[EXERCISE GOAL]:
Could you rescale these entries by writing every line out again, requests included, with each x and y pixel coordinate in the answers multiplied by 2.4 and rounded to a whole number, halves going up? Leave the pictures out of your reply.

[DATASET EXTRACT]:
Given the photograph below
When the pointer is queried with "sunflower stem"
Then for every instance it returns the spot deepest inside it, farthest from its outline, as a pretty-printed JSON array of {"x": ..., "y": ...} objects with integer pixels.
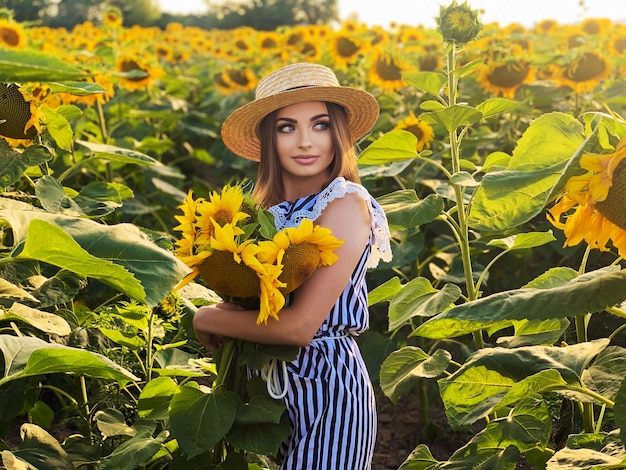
[{"x": 463, "y": 233}]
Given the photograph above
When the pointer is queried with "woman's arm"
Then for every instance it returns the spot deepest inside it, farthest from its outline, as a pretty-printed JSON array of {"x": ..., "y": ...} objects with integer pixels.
[{"x": 349, "y": 219}]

[ANSWER TO THE TASK]:
Given the photograph below
When the pointer is queried with "sunflower stem"
Then for every instance it returns the spot deepest inside it, farthest from its outline, as a pretty-printed JSON array of {"x": ..., "y": ...} objects with integer pixels.
[{"x": 1111, "y": 559}]
Given the photograph above
When the pointer is queried with "woman's arm"
Then for every instance it returns the spot deepest inside it, farthest from its outline, as a pretty-printed JSON array of {"x": ..., "y": ...} objects with integer pixels.
[{"x": 838, "y": 526}]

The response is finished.